• _WORK INSTRUCTIONS_:
Report every line of the material below that contains the string "Find", copying each such line in full, and treat uppercase and lowercase as different.

---------- RECORDS FOR THE TASK ----------

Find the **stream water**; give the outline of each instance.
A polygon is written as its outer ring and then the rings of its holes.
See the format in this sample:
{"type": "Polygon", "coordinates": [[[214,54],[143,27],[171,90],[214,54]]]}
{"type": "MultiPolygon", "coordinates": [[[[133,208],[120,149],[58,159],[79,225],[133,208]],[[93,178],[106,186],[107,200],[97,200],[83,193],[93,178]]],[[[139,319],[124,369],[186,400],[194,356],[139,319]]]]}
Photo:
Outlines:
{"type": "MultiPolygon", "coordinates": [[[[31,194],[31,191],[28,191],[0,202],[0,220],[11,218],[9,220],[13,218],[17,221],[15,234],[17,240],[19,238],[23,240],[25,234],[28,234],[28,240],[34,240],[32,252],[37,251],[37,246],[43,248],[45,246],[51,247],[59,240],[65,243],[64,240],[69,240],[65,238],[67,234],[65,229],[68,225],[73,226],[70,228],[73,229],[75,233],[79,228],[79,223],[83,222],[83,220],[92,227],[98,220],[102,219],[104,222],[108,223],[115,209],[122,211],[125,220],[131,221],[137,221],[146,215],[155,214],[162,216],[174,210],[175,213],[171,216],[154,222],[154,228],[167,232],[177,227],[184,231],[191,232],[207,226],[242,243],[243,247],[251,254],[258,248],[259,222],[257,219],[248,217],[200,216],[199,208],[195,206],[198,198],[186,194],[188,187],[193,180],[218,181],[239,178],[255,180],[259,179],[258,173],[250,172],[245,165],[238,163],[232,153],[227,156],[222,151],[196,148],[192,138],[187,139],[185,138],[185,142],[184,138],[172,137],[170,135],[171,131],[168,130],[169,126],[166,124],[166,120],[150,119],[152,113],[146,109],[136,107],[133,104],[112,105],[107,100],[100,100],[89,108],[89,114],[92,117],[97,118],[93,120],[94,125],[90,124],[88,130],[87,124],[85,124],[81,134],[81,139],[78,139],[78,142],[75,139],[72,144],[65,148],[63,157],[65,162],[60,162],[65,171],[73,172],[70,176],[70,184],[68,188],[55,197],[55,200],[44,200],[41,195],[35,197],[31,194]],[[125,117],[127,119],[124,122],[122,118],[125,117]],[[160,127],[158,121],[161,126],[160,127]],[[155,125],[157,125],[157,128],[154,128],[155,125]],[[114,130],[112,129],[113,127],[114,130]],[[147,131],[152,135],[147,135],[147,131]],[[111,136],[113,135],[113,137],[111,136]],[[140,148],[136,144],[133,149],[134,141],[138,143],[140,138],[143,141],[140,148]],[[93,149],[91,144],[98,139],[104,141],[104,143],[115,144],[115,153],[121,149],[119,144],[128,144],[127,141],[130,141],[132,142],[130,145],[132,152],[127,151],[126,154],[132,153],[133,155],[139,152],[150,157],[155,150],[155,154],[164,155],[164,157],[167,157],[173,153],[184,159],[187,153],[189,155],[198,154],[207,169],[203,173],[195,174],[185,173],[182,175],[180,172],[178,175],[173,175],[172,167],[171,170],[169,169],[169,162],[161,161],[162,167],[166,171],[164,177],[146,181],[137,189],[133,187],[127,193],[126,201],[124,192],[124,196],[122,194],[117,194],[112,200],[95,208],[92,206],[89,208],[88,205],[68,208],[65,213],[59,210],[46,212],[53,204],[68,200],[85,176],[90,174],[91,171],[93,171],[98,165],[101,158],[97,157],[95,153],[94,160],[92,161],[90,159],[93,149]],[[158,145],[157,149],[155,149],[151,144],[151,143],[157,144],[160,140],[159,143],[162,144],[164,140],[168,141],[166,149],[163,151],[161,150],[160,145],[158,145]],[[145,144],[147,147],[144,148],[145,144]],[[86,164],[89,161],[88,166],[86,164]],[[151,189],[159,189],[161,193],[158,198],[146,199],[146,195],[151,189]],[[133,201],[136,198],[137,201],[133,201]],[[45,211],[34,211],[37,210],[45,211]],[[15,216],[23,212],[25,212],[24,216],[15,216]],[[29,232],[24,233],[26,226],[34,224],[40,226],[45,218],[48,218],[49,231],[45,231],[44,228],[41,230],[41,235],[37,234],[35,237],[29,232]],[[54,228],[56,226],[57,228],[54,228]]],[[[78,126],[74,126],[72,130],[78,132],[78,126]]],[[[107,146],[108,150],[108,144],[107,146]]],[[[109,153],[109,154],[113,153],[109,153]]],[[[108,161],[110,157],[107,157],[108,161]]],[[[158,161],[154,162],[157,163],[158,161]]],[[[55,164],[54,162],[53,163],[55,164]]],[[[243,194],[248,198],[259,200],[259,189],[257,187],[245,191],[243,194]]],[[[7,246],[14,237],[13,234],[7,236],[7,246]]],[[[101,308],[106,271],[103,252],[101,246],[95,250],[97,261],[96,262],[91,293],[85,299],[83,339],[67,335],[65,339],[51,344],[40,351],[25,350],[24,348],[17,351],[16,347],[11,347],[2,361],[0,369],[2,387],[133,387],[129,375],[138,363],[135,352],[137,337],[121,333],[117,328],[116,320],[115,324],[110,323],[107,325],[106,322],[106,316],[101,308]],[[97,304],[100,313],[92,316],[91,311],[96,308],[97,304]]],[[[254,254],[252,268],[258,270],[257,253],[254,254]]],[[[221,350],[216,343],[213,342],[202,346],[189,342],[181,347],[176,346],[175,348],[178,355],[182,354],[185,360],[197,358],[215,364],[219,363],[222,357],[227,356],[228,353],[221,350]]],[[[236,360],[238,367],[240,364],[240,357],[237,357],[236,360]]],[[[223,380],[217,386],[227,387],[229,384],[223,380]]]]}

----------
---------- RECORDS FOR THE TASK ----------

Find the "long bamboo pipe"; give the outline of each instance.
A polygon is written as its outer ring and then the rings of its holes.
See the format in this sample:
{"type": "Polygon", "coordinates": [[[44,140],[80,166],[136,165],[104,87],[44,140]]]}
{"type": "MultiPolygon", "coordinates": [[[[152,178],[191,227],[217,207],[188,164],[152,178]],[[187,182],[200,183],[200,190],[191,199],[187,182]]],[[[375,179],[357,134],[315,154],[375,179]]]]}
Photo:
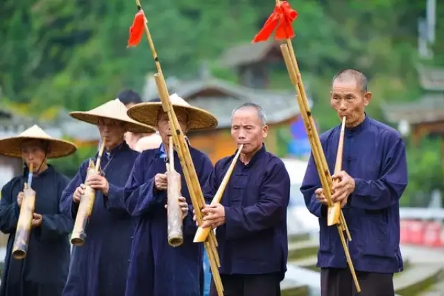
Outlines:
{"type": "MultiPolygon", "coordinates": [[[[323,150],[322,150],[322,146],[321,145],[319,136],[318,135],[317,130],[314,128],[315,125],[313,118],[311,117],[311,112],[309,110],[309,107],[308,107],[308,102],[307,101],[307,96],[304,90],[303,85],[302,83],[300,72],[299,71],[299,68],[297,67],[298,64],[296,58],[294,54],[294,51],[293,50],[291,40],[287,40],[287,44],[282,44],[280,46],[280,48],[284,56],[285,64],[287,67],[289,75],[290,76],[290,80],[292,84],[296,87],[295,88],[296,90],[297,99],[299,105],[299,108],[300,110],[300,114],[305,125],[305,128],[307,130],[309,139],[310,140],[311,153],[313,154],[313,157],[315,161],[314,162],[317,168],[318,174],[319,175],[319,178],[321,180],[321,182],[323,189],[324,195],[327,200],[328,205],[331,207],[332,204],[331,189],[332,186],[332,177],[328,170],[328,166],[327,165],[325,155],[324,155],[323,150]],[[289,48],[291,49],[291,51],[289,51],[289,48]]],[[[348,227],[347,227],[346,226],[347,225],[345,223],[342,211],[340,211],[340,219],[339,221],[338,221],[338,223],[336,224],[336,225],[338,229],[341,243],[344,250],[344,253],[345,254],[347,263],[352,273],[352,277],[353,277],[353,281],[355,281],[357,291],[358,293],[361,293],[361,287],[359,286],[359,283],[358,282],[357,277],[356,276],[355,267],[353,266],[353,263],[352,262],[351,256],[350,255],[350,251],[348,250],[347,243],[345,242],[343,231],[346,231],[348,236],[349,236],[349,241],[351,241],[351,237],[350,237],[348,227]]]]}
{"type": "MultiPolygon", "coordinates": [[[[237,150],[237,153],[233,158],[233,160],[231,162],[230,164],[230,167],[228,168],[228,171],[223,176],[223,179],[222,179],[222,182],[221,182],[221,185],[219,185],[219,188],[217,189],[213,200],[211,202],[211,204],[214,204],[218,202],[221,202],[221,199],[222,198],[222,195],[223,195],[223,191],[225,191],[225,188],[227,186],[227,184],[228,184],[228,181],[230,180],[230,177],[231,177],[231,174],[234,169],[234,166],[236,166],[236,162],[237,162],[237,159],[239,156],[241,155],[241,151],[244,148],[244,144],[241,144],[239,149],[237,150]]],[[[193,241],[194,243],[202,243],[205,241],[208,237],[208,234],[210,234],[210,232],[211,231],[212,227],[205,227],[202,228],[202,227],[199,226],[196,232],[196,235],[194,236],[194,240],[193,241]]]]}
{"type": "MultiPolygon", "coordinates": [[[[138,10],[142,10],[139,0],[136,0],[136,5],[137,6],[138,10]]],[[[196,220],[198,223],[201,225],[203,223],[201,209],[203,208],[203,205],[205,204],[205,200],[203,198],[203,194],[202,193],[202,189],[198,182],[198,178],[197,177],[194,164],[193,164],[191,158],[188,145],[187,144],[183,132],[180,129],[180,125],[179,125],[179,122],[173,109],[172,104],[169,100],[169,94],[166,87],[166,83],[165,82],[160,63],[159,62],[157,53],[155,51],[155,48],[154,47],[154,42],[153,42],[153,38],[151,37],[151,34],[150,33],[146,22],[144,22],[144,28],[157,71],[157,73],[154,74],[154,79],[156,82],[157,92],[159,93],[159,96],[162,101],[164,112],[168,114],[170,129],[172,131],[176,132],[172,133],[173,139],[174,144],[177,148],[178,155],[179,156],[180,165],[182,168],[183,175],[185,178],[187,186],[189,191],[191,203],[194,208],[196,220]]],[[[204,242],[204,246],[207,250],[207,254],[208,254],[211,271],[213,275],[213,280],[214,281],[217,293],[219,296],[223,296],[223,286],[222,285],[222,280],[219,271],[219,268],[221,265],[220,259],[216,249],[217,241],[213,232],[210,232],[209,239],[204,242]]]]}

----------

• _SOLVED PROBLEM_:
Find the **stream water**; give the outline of each instance.
Find the "long bamboo pipe"; give the outline of each instance.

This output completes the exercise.